Passage:
__________

Is this really a 38 S&W or ??
Is it safe to fire 38 special rounds in it as the fit perfect and the chamber closes?
Year made or any history?
Why does it not have the stamp in the side cover or grips like the others?
Is this a poor copy of a real Smith?
Anything else you can tell me would be appreciated......D..........


----------



## Steve M1911A1 (Feb 6, 2008)

Pictures would help.
From the markings you quote, it might even be a cheap Spanish copy of a S&W revolver. If that's correct, it may not be safe to shoot.
S&W made lots of revolvers to fit each kind of cartridge, but never made any to fit both. It wouldn't've been safe.

The .38 S&W cartridge is both shorter and larger in diameter than is the .38 Special. But if the pistol's cylinder is just barely long enough, and if it has been bored straight through rather than having been chambered for a specific cartridge, then .38 Special rounds will slide easily into the chambers of a .38 S&W cylinder. However, if you fire .38 Special cartridges in a bored-through .38 S&W chamber, you are just asking for a very destructive "KABOOM!" because the .38 Special is a more powerful round than is the .38 S&W.

Pictures. We need pictures. Make sure to show _all_ of the markings on the gun, including inside the space in the frame into which the cylinder's "crane" fits.


----------



## D.Andrews (Oct 29, 2012)

Being I am new to the forum, how do you post pictures here? I read the forum directions, but I do not see the manage attachments button at the bottom they speak of. I see the button above but it is asking for a url, and I dont have a photo bucket account or anything like that.

__________

Provided information:
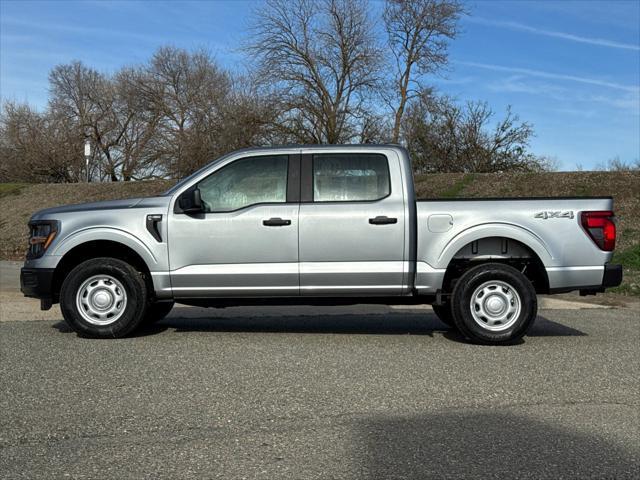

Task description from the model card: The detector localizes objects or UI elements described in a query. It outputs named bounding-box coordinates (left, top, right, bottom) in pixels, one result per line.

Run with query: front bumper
left=20, top=268, right=55, bottom=310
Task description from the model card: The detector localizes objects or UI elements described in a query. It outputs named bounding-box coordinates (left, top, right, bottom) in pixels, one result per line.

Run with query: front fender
left=437, top=223, right=554, bottom=268
left=51, top=227, right=158, bottom=272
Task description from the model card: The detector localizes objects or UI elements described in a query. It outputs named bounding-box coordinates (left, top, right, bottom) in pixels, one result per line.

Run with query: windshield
left=162, top=153, right=231, bottom=196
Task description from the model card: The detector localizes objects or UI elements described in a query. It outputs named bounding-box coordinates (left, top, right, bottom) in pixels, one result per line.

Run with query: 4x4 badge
left=533, top=210, right=573, bottom=220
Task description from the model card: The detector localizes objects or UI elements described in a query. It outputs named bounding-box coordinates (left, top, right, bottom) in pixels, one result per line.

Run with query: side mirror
left=178, top=188, right=202, bottom=213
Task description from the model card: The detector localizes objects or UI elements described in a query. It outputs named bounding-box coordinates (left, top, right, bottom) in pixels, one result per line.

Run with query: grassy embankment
left=0, top=172, right=640, bottom=296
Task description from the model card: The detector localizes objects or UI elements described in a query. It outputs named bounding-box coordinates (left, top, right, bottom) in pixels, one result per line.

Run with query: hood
left=31, top=197, right=170, bottom=220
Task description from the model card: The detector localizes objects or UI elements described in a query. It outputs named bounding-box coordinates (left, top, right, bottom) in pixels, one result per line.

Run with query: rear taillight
left=580, top=210, right=616, bottom=252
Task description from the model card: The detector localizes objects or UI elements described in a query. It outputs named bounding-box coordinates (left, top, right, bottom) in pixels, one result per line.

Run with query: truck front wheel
left=452, top=263, right=538, bottom=344
left=60, top=258, right=147, bottom=338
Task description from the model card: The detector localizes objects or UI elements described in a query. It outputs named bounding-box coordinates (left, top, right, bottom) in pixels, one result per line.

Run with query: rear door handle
left=369, top=215, right=398, bottom=225
left=262, top=217, right=291, bottom=227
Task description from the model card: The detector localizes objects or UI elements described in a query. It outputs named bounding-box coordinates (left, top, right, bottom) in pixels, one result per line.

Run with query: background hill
left=0, top=172, right=640, bottom=295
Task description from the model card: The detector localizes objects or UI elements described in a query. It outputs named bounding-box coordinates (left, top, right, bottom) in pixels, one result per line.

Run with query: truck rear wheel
left=452, top=263, right=538, bottom=344
left=60, top=258, right=147, bottom=338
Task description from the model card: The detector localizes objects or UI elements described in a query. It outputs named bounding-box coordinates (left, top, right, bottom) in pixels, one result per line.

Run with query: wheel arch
left=442, top=235, right=551, bottom=293
left=52, top=239, right=154, bottom=301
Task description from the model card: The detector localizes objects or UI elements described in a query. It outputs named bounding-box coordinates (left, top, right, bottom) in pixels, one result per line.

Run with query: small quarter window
left=313, top=153, right=391, bottom=202
left=198, top=155, right=289, bottom=212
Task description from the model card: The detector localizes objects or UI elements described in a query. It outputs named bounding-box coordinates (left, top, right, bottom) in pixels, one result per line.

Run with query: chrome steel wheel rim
left=76, top=275, right=127, bottom=325
left=470, top=280, right=522, bottom=332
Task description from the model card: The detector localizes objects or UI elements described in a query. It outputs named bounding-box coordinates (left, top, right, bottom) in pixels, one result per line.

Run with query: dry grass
left=0, top=172, right=640, bottom=293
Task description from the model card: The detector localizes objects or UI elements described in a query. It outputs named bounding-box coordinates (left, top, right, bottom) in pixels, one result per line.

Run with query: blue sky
left=0, top=0, right=640, bottom=170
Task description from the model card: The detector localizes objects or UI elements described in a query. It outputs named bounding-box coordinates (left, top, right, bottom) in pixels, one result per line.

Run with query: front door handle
left=369, top=215, right=398, bottom=225
left=262, top=217, right=291, bottom=227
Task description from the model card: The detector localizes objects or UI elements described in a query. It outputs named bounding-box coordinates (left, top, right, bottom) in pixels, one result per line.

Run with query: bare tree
left=383, top=0, right=464, bottom=143
left=138, top=47, right=231, bottom=177
left=247, top=0, right=380, bottom=143
left=0, top=102, right=84, bottom=182
left=404, top=92, right=553, bottom=172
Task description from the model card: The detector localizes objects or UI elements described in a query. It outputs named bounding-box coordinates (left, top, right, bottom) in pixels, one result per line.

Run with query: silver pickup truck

__________

Task to complete: Print the revolver thread word for word, starting at "From the markings" and ending at "the .38 S&W.". Rely only on the revolver thread, not the data.

Result of this exercise:
From the markings you quote, it might even be a cheap Spanish copy of a S&W revolver. If that's correct, it may not be safe to shoot.
S&W made lots of revolvers to fit each kind of cartridge, but never made any to fit both. It wouldn't've been safe.

The .38 S&W cartridge is both shorter and larger in diameter than is the .38 Special. But if the pistol's cylinder is just barely long enough, and if it has been bored straight through rather than having been chambered for a specific cartridge, then .38 Special rounds will slide easily into the chambers of a .38 S&W cylinder. However, if you fire .38 Special cartridges in a bored-through .38 S&W chamber, you are just asking for a very destructive "KABOOM!" because the .38 Special is a more powerful round than is the .38 S&W.